• [Quesito proposto A]:
Risponda alle seguenti domande sull'articolo dedicato alla venetizzazione della giustizia:
(i) Quale prevalenza nel settore giustizia avrebbe notato Nordio?
(ii) Quale misura viene definita «la chiave di volta»?
(iii) Secondo il titolo riportato da Repubblica on line, a quale personale si riferiva in realtà Nordio?
• [Quesito proposto B]: Riporti fedelmente il passo dell'articolo dedicato alla venetizzazione della giustizia che si apre con le parole "LA VENETIZZAZIONE DELLA" e si chiude con "dura … da sempre.".
━━━━━ Estratto dell'articolo
LA VENETIZZAZIONE DELLA GIUSTIZIA

di maurizio fumo

Il Fratello d’Italia, Nordio dott. Carlo (da poco parlamentare e quindi ministro), si è reso conto – ma guarda un po’ – che nel settore giustizia c’è una netta prevalenza di meridionali. In tutte le categorie professionali, dai magistrati ai commessi (più tra i primi che tra i secondi, per la verità). Si è anche reso conto che ciò determina un pesante turn over in danno degli uffici giudiziari del nord Italia, in quanto i “terroni”, dopo qualche anno, tendono (e quasi sempre ci riescono) a tornare dalle loro parti. Situazione che certamente non si è determinata negli ultimi tempi, ma che dura … da sempre.

Soluzione: forse incentivi? economici, di carriera, in termini di ricongiunzione familiare, ecc. Macché. Regionalizzazione dei concorsi!  Questa è la chiave di volta (IL GAZZETTINO 8/11/2022) “Nordio: legge speciale per reclutare in regione personale per i tribunali”. La notizia ha fatto eccitare non pochi valligiani e simpatizzanti del carroccio, che hanno immaginato di poter avere, finalmente, “giudici loro” (REPUBBLICA on line 7/11/2022) “Magistrati regionali? Leghisti in visibilio, ma Nordio parlava solo del personale amministrativo”.
━━━━━━━━━━
━━━━━ Dati grezzi
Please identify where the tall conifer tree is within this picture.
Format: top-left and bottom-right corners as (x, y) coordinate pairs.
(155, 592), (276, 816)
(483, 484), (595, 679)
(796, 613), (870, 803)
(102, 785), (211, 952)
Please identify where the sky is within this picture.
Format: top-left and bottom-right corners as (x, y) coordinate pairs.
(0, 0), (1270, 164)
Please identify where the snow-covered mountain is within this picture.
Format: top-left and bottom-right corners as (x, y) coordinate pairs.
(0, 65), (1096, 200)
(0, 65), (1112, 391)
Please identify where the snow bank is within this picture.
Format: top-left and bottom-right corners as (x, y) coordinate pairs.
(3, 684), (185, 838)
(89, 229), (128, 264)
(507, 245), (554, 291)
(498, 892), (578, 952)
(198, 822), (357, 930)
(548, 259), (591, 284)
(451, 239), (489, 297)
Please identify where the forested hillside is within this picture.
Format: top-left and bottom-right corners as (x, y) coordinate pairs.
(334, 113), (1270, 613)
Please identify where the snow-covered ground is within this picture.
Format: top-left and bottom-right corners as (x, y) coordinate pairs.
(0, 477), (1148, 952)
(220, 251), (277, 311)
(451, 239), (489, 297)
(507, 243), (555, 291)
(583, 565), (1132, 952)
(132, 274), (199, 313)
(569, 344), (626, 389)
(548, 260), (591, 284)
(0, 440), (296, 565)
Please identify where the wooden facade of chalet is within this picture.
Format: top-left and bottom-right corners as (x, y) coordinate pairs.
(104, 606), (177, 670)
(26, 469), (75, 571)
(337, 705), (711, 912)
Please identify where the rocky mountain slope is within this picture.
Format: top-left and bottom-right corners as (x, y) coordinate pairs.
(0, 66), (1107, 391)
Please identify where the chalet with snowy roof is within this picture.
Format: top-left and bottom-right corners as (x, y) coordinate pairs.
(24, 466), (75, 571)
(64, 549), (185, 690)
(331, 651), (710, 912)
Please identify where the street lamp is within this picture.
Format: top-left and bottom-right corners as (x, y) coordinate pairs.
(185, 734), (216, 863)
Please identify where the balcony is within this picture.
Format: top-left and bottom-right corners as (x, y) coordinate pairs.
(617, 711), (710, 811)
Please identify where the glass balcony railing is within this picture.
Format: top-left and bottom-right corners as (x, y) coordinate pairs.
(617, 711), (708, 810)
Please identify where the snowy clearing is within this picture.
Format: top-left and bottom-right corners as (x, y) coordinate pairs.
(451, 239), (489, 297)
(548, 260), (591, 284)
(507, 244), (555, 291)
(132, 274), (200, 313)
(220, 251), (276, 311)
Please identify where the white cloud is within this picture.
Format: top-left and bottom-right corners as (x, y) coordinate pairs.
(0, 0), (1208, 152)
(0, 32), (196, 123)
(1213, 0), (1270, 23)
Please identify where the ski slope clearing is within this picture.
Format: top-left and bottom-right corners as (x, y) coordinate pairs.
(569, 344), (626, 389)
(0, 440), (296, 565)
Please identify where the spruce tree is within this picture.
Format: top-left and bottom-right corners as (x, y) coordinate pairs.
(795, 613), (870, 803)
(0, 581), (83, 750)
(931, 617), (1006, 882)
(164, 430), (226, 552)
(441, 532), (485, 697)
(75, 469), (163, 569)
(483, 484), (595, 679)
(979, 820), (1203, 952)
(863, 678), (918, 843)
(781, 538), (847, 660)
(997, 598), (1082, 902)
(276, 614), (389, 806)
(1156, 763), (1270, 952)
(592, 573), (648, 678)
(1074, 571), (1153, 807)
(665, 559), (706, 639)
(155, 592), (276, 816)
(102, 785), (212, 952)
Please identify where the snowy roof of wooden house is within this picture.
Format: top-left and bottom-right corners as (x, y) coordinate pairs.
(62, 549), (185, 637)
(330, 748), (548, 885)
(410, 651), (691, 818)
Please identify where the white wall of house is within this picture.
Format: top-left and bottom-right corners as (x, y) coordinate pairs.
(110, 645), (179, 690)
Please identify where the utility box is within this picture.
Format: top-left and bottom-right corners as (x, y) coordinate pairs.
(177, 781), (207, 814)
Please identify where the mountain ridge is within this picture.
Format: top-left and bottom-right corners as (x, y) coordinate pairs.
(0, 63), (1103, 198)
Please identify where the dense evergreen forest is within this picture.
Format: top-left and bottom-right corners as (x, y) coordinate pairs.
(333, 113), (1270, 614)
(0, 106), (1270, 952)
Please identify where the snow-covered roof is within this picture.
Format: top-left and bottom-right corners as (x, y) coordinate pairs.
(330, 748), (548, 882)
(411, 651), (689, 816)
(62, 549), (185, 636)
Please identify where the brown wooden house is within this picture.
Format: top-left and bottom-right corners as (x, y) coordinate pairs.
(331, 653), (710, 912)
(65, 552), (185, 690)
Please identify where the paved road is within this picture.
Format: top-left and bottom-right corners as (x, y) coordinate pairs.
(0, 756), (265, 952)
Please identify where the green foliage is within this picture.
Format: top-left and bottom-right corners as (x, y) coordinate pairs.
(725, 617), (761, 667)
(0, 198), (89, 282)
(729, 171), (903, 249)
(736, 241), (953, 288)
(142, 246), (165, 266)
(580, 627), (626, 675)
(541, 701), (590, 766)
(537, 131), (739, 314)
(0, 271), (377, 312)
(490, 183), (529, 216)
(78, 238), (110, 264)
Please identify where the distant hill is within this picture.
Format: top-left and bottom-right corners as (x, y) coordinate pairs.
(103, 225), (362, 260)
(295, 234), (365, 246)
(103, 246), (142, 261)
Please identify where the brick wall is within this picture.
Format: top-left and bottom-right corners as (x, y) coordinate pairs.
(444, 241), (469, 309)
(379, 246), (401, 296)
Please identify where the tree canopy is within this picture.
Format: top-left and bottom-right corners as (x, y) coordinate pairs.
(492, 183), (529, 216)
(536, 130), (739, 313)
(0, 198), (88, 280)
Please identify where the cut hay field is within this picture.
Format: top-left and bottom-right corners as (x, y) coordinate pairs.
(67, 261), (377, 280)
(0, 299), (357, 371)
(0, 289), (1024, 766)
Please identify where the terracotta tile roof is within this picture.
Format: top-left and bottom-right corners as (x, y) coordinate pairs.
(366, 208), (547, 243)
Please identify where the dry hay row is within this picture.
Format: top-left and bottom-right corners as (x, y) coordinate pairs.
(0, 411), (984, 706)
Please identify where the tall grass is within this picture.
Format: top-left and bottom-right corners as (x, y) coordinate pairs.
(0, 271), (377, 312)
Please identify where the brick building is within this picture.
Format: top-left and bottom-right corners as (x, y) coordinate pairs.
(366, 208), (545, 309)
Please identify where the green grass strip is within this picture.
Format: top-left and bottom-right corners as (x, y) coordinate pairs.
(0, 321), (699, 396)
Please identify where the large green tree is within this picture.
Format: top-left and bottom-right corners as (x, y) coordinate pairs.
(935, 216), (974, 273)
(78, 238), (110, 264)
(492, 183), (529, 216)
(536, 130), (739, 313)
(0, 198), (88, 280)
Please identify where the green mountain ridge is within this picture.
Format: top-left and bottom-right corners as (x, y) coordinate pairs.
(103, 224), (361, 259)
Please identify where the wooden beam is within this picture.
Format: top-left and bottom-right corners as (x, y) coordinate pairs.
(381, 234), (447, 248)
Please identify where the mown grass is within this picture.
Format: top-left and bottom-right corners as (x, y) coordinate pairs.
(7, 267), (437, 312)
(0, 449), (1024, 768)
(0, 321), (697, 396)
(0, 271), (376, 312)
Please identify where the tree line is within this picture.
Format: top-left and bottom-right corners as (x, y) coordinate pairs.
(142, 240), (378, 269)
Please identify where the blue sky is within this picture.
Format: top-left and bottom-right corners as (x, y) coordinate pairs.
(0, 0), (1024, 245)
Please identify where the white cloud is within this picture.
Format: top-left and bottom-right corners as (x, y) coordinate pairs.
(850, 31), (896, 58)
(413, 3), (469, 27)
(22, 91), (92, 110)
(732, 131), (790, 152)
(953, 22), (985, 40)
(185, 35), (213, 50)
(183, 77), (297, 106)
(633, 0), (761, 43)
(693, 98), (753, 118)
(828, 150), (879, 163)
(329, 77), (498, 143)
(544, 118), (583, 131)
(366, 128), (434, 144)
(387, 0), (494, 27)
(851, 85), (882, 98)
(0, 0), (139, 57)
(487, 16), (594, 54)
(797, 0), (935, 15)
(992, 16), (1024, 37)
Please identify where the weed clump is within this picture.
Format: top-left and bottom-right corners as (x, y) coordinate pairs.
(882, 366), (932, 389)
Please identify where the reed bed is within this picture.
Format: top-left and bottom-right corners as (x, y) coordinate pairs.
━━━━━━━━━━
• [Risposta svolta A]:
(i) Una netta prevalenza di meridionali.
(ii) La regionalizzazione dei concorsi.
(iii) Solo al personale amministrativo.

• [Risposta svolta B]:
LA VENETIZZAZIONE DELLA GIUSTIZIA

di maurizio fumo

Il Fratello d’Italia, Nordio dott. Carlo (da poco parlamentare e quindi ministro), si è reso conto – ma guarda un po’ – che nel settore giustizia c’è una netta prevalenza di meridionali. In tutte le categorie professionali, dai magistrati ai commessi (più tra i primi che tra i secondi, per la verità). Si è anche reso conto che ciò determina un pesante turn over in danno degli uffici giudiziari del nord Italia, in quanto i “terroni”, dopo qualche anno, tendono (e quasi sempre ci riescono) a tornare dalle loro parti. Situazione che certamente non si è determinata negli ultimi tempi, ma che dura … da sempre.